== Extrait du document ==
▬▬▬
[Extrait de livre] On dirait qu’on part en vacances … on dirait qu’on n’a pas de papa et maman … on dirait qu’on est pauvre …

L’imagination de l’enfant est connue pour être débordante et il est vrai que les histoires qu’il raconte et invente, semblent illimitées. L’aire de jeux qu’ils se sont créée pour inventer ainsi des scénariios tous plus invraisemblables les uns que les autres, a été appelée par D. Winnicott « l’aire d’illusion ». Cette aire est un espace-temps durant lequel les enfants jouent à faire semblant, à être un autre que soi, mais aussi à projeter ses pires cauchemars les jouant encore et encore pour les exorciser le plus possible. Les thèmes de la mort, de la pauvreté, de la perte, de la violence, du conflit sont l’expression de préoccupations propres à l’enfance. Derrière ces jeux, il faut lire la question de l’autorité, de la peur de grandir, de la crainte de perdre ceux qu’on aime, d’être fragile, seul ... Là nous pouvons mesurer pleinement que le jeu est une activité de vie, c’est-à-dire au service de la vie psychique, permettant au récit personnel de l’enfant d’advenir. Là est un sujet majeur dans le développement de l’enfant, lui laisser le temps de construire des structures narratives dans lesquelles il advient. C’est dans des activités ludiques de faire semblant, en faisant comme si, que l’enfant peut ressentir en se mettant dans la peau d’un autre, parfois dans un costume de héros, qu’il devient lui-même. Jouer c’est penser, jouer c’est se penser et penser l’autre. Nous avons vu précédemment que pour jouer il faut pouvoir se dégager de l’autre, se séparer de la mère et du père, jouer la séparation pour devenir un enfant joueur qui entre dans le « playing », « l’acte de jouer ». De là émergera le « je » créateur de l’enfant, Sujet de son discours.
▬▬▬
== Données brutes ==
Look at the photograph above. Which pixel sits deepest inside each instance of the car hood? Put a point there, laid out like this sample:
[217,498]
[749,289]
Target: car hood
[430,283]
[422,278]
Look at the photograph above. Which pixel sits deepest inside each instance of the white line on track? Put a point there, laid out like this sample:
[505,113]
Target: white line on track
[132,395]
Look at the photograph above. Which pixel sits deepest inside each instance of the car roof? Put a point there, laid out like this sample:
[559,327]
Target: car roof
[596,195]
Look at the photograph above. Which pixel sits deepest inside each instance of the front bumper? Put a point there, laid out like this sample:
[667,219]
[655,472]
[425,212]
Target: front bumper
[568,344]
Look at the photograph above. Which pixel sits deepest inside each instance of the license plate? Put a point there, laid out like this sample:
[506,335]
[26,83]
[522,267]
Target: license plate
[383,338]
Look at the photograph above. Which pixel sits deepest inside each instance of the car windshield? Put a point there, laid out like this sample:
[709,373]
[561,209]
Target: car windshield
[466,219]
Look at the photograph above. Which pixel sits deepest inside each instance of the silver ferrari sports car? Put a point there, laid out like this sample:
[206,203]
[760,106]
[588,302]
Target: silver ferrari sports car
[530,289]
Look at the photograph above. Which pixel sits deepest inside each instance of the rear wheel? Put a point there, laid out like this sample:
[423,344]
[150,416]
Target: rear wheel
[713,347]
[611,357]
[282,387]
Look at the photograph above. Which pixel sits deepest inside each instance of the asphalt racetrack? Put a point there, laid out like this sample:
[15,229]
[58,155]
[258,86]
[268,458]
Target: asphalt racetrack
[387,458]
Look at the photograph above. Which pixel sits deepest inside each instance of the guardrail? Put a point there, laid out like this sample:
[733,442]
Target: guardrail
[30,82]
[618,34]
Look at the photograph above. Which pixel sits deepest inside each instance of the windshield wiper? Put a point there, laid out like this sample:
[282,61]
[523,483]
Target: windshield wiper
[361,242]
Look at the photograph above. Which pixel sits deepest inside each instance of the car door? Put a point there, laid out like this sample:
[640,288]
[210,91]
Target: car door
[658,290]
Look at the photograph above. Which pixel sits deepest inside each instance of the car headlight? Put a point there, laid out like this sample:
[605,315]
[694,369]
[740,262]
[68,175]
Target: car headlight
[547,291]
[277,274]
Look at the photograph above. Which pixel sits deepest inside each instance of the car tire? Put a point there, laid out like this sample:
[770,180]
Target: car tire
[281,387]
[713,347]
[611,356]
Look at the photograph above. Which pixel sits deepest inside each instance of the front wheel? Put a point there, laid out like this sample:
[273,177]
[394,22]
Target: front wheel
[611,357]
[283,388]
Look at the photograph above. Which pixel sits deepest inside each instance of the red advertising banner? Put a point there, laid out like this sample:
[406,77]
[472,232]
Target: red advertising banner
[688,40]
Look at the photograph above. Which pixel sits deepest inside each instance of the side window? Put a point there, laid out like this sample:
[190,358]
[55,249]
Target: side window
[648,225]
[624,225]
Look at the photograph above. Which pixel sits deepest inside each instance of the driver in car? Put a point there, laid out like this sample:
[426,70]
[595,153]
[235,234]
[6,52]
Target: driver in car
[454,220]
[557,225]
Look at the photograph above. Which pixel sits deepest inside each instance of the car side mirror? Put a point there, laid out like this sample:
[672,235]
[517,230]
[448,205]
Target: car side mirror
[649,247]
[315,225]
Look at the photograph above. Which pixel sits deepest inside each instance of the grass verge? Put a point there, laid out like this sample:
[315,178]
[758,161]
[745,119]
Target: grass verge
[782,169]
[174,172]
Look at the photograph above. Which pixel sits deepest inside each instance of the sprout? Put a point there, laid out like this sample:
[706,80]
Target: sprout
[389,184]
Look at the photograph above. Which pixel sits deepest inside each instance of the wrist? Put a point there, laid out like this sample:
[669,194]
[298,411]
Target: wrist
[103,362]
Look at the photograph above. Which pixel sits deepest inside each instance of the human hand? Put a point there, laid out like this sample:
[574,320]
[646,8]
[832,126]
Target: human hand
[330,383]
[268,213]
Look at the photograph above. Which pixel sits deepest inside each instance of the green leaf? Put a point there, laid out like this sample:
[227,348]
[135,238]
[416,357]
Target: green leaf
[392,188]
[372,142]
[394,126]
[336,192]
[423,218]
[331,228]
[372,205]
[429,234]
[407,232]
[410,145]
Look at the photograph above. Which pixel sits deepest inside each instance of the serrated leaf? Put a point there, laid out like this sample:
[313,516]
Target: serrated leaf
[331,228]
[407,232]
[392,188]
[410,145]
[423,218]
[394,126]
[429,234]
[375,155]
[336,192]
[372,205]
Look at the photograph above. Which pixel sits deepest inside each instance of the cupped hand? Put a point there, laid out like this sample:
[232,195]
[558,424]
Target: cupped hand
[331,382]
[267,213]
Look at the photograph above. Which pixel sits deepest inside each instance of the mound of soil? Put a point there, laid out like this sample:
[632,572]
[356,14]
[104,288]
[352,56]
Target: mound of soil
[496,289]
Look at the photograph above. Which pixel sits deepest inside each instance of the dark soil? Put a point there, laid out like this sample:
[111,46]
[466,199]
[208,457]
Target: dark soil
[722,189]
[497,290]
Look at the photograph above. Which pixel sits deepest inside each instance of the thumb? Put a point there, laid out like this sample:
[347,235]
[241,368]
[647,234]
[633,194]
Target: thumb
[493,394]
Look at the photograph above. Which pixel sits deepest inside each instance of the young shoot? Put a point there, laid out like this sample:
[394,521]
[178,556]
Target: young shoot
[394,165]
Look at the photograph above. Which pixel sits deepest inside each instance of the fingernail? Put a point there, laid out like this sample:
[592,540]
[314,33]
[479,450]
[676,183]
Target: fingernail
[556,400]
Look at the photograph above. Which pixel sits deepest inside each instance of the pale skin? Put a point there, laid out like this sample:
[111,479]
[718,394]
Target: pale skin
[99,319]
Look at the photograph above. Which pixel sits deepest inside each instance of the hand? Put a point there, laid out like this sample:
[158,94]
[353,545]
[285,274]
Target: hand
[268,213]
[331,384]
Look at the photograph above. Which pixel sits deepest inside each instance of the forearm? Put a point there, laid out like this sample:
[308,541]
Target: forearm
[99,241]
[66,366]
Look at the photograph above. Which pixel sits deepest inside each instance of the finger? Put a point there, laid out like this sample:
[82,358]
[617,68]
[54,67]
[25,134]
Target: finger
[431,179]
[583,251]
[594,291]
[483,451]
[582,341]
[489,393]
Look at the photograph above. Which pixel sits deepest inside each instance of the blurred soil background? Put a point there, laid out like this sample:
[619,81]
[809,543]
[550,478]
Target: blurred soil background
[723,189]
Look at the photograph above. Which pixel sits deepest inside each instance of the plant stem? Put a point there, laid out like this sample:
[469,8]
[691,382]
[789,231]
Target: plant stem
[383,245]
▬▬▬
== Consignes ==
(A) Relevez tous les thèmes que l'extrait sur le jeu de l'enfant présente comme l'expression de préoccupations propres à l'enfance.
(B) Poursuivez l'extrait sur le jeu de l'enfant à la suite de sa dernière phrase.

== Réponses ==
(A) la mort, la pauvreté, la perte, la violence, le conflit

(B)
Dans le faire-semblant, tous les participants sont d’accord sur l’illusion organisée. Ils en acceptent les règles et inventent au fur et à mesure. Jamais en début de jeux, ils savent de quoi l’histoire va être faite. Chaque enfant va y mettre de sa construction psychique et donc projeter ses préoccupations affectives, c’est-à-dire son intimité. Parfois les enfants se retrouvent en harmonie et avancent ensemble dans le récit car les préoccupations inconscientes sont communes et proches. D’autres fois, un enfant se trouve bousculé par l’histoire inventée, la conteste, se dispute, sort du jeu. Si les parents peuvent tenter de comprendre l’enfant qui s’exclut ou qui est exclu, nous ne pouvons que vous recommander la prudence et ne pas critiquer l’histoire posée par le groupe d’enfants. On peut tenter de favoriser la reprise du jeu par l’enfant qui en est sorti mais cela n’est pas toujours possible. Cela ne demande pas de gronder les enfants joueurs, ni de s’immiscer dans le jeu créé, et de mettre des règles qui n’ont pas de raison d’être. Une aire d’illusion n’est pas la vraie vie, et échappe à tout jugement de valeur. Le jeu du faire semblant crée un espace du tout est possible, qui permet des projections multiples avec des mécanismes d’identification et contre-identification bénéfiques pour les enfants.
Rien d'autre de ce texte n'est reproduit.